***** Vorgegebener Text *****

Mit Hamburg hat heute eine weitere Stadt ein Förderprogramm für Elektro- und Rollitaxis gestartet. Es ist ein Konzept mit „ganzheitlichen Ansatz“. Genau darin könnte sein Erfolgsgeheimnis liegen.
Ein Kommentar von Jürgen Hartmann
Auf den ersten Blick wirkt das heute von der Stadt Hamburg vorgestellte „Projekt Zukunftstaxi“ wie seine Vorgänger aus München, Berlin oder Stuttgart. Taxiunternehmer, die sich ein Elektrotaxi anschaffen, bekommen von der Stadt bis zu 10.000 Euro Unterstützung. Ist das Fahrzeug zudem auch noch für den Rollstuhltransport (Inklusion) geeignet, gibt es weitere finanzielle Förderungen. Mit solchen Verlockungen hat München bereits vor knapp drei Jahren und Berlin vor zwei Jahren die Taxiuternehmer geködert. Begeistert haben sich dafür aber nur wenige von ihnen. Soll das nun in Hamburg anders werden, ausgerechnet zu einer Zeit, in der manch einer aufgrund der massiven Umsatzverluste wegen des Corona-Lockdowns um das nackte Überleben kämpft?

*****

Führen Sie den Kommentar zum Hamburger Förderprogramm für Elektro- und Rollitaxis im Anschluss an dessen letzten Satz weiter.

***** Datenauszüge *****

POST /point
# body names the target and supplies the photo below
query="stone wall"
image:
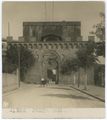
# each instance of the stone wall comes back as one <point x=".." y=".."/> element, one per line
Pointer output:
<point x="10" y="82"/>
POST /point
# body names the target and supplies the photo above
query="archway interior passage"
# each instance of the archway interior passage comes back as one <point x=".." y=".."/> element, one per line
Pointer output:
<point x="52" y="70"/>
<point x="51" y="38"/>
<point x="51" y="67"/>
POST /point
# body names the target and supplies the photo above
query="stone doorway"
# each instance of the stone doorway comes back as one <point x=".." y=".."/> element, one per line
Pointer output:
<point x="52" y="71"/>
<point x="51" y="68"/>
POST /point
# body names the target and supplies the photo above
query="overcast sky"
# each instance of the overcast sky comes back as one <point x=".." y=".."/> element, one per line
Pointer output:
<point x="17" y="12"/>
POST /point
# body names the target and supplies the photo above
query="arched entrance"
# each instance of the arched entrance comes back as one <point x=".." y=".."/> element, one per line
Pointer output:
<point x="51" y="38"/>
<point x="50" y="67"/>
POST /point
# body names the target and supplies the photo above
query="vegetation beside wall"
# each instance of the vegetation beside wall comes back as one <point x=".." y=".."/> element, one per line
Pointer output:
<point x="14" y="57"/>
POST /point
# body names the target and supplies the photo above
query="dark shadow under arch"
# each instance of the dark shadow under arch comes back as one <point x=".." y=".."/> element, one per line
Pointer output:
<point x="51" y="38"/>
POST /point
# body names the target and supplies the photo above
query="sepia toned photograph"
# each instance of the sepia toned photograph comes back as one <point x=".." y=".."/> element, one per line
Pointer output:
<point x="53" y="59"/>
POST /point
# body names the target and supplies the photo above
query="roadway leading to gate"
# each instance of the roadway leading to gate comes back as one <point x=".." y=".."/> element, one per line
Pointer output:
<point x="33" y="96"/>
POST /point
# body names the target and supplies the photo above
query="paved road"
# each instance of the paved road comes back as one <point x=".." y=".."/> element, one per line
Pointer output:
<point x="34" y="96"/>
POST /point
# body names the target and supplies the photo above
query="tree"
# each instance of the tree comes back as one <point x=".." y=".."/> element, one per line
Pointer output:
<point x="87" y="59"/>
<point x="27" y="59"/>
<point x="100" y="28"/>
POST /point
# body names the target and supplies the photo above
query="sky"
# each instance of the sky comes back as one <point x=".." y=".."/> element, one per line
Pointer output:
<point x="15" y="13"/>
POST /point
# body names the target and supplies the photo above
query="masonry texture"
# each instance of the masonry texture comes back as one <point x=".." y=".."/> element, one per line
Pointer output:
<point x="51" y="43"/>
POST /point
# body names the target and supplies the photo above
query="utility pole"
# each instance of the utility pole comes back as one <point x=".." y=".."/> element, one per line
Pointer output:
<point x="8" y="29"/>
<point x="19" y="64"/>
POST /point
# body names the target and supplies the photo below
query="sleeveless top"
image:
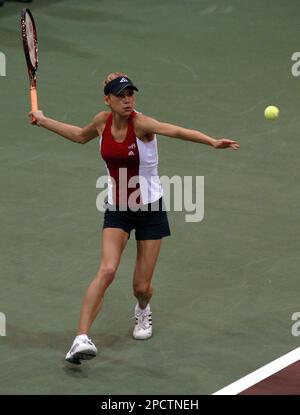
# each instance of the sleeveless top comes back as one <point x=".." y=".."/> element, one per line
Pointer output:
<point x="132" y="167"/>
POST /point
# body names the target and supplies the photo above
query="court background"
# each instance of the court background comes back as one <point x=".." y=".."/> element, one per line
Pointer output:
<point x="225" y="288"/>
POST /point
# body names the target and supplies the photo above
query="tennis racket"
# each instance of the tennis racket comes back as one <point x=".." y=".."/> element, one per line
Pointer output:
<point x="30" y="46"/>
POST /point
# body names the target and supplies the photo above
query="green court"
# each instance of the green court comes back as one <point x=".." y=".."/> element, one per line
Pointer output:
<point x="225" y="288"/>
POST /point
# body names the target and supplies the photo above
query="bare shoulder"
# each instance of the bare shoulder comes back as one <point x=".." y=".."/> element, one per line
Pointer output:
<point x="141" y="127"/>
<point x="99" y="120"/>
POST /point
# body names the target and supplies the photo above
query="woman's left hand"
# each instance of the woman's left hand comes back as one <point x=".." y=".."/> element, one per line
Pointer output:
<point x="225" y="143"/>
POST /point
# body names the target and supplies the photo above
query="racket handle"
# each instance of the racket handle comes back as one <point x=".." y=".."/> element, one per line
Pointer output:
<point x="34" y="102"/>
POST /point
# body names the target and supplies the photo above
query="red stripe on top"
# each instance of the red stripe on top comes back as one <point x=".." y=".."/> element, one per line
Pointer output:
<point x="122" y="160"/>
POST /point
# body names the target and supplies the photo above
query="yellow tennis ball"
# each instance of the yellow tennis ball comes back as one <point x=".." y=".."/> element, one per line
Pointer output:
<point x="271" y="112"/>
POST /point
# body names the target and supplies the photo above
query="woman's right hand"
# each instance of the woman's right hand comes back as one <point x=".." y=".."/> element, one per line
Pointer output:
<point x="38" y="116"/>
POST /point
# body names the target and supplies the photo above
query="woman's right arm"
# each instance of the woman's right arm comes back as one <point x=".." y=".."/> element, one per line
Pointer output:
<point x="71" y="132"/>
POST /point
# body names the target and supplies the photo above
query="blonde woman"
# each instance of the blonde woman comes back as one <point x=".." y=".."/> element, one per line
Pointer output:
<point x="128" y="145"/>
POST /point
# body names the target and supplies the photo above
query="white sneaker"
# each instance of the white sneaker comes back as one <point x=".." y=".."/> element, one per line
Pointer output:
<point x="143" y="323"/>
<point x="82" y="349"/>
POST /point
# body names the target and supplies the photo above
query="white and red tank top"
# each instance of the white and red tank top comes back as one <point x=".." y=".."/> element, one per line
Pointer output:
<point x="131" y="166"/>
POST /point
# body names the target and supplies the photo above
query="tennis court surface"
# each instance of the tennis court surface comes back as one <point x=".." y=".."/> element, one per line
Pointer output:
<point x="226" y="288"/>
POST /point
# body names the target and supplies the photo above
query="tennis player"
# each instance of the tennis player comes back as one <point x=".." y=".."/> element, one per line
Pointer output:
<point x="128" y="145"/>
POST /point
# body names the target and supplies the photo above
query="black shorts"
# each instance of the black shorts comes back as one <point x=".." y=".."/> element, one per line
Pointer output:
<point x="150" y="222"/>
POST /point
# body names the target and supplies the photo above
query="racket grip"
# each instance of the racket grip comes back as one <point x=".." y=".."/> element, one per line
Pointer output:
<point x="34" y="102"/>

*****

Erwartete Antwort.
Ja, es könnte tatsächlich eine Erfolgsgeschichte werden. Betrachtet man das „Projekt Zukunftstaxi“ etwas genauer, stößt man auf viele Unterschiede zu München und Co. Der Stadt und der Behörde war es von Anfang an wichtig, keine Maßnahme „von oben herab“ festzulegen, sondern die Kräfte für ein solches Projekt zu bündeln. So hatte es der Projektverantwortliche Dirk Ritter formuliert. Ritter ist Leiter der Verkehrsgewerbeaufsicht und „Vater des Projekts“.
Was damit gemeint war, wurde schon bei der zweiten Folie deutlich, die der politisch verantwortliche Senator Dr. Anjes Tarks bei der heutigen Projektpräsentation zeigte. Man sah dort eine Ansammlung vieler Markenlogos, die beim „Projekt Zukunftstaxi“ als Partner dabei sind. Beispielsweise die Embleme von diversen Fahrzeugherstellern, von Mercedes und Volkswagen über Kia, LEVC, Nissan, Polestar bis zum Tesla. Dazu (lokale) Stromanbieter wie Hamburg Energie, Stromnetz Hamburg, Hy-Solutions oder auch die Telekom, die mit Comfort Charge im Bereich der Ultra-Schnelllader ebenfalls mitmischen.
Last but not least auch noch die Fahrtenvermittler von HansaFunk über diverse Stadtteilzentralen und auch zwei app-basierte Plattformen. Mit Taxi Times wurde zudem ein branchennaher Medienpartner gefunden.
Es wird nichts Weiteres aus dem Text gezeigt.